Task input —
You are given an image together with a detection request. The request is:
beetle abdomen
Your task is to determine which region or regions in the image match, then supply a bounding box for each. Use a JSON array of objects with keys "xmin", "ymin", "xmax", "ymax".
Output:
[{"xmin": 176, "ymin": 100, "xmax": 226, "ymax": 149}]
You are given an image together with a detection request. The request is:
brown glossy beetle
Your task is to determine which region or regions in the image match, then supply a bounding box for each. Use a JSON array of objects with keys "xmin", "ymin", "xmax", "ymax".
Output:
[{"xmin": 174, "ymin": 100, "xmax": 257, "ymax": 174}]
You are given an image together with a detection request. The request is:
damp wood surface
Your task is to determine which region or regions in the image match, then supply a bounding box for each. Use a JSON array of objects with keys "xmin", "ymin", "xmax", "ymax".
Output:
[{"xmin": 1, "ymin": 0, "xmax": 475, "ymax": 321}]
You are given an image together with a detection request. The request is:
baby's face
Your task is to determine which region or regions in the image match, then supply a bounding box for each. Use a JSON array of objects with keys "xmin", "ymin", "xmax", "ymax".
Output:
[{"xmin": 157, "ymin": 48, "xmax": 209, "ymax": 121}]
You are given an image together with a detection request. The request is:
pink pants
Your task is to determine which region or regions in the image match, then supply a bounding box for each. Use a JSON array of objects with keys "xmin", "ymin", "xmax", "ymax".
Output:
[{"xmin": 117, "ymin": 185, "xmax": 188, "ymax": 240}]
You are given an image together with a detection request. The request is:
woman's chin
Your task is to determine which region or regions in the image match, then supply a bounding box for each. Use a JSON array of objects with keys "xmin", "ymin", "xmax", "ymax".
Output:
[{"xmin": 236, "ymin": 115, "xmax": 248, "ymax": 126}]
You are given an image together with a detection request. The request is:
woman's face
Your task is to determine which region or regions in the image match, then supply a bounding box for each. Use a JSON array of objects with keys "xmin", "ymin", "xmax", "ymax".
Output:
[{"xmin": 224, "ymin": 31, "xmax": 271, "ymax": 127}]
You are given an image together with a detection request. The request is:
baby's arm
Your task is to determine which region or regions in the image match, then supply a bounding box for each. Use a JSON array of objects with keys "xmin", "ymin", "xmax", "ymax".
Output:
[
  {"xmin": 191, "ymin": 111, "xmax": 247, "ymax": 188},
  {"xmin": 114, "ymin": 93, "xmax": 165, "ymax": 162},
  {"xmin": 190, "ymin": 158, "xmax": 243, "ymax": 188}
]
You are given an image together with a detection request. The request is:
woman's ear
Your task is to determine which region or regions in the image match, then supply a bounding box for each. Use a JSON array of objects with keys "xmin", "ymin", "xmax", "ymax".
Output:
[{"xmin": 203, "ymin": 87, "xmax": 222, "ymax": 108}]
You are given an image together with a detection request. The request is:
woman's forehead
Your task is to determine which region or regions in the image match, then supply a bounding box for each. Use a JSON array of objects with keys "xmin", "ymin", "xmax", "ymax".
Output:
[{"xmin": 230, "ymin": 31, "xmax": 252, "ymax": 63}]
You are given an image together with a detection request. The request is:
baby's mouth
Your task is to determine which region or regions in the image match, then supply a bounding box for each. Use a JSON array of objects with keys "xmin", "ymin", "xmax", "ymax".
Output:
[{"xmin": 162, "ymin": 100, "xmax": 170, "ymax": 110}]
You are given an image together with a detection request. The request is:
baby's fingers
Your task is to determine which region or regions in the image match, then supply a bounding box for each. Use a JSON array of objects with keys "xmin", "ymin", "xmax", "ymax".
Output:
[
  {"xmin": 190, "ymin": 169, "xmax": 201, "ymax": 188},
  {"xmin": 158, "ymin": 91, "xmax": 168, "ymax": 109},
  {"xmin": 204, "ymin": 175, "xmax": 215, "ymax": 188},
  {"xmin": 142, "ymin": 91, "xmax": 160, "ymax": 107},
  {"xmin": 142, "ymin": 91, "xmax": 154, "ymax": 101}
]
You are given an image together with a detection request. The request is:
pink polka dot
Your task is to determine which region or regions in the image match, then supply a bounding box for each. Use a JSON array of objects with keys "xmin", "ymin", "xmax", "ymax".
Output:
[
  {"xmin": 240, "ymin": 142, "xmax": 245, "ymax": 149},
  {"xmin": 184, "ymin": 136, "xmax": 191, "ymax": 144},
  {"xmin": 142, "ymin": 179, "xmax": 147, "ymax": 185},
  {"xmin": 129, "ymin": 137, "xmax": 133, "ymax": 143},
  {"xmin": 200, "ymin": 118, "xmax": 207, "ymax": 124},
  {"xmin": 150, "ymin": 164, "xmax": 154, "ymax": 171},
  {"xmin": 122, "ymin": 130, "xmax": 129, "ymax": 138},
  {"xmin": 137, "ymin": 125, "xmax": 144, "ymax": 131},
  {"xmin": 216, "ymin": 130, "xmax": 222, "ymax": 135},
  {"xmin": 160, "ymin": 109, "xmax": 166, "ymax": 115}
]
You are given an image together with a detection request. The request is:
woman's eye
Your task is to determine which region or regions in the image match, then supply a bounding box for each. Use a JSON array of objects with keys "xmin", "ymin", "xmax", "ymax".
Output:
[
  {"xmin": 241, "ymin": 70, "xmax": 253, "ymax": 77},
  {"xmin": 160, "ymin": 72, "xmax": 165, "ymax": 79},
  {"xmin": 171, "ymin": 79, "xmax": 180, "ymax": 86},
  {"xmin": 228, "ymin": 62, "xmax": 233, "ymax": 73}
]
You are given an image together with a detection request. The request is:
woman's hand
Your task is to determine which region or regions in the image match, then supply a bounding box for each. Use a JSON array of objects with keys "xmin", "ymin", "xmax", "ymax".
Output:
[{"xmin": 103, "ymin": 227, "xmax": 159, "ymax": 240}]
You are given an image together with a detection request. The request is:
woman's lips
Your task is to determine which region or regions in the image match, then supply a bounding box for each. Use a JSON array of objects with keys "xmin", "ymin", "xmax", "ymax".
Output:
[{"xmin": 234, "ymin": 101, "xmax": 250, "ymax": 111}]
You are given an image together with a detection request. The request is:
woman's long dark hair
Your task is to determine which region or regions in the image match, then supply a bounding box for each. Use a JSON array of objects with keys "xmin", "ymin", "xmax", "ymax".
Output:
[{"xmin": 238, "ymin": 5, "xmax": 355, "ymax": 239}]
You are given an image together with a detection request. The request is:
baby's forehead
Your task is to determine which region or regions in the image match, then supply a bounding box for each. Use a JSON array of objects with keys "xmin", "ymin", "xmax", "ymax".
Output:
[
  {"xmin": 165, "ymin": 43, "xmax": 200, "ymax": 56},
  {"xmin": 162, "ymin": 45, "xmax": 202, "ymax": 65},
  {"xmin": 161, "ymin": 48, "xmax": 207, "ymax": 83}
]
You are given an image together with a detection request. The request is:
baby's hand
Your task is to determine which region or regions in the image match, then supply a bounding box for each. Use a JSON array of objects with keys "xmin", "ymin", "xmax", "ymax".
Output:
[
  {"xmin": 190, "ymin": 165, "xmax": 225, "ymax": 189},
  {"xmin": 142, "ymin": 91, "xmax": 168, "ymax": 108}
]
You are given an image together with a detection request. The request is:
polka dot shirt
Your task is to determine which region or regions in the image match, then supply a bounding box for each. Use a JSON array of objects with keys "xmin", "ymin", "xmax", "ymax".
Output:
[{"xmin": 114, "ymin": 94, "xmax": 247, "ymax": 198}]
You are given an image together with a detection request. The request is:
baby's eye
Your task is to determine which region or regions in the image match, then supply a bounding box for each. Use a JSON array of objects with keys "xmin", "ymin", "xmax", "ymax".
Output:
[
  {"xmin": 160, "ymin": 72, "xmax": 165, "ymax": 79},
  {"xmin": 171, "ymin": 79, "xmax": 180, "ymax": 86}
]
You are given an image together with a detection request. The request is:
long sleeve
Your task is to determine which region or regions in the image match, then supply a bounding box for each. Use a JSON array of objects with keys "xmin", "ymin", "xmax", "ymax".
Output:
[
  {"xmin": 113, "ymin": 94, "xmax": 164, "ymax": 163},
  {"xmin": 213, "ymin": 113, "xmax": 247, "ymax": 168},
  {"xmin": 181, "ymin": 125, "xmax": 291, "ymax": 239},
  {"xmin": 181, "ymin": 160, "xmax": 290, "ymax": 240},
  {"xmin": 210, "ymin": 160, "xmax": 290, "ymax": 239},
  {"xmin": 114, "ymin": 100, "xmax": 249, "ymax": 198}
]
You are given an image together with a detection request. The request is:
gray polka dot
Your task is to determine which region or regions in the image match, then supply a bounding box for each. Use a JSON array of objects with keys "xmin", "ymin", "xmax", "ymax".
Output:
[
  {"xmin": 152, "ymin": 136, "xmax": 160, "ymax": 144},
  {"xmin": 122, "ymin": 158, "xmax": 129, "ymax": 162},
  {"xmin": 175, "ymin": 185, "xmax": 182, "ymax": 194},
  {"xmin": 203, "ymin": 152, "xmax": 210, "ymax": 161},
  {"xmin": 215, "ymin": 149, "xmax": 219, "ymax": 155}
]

What you should do —
For each line in the entries that holds "baby", return that line.

Answer box —
baby's face
baby's arm
baby's mouth
baby's fingers
baby's forehead
baby's hand
baby's eye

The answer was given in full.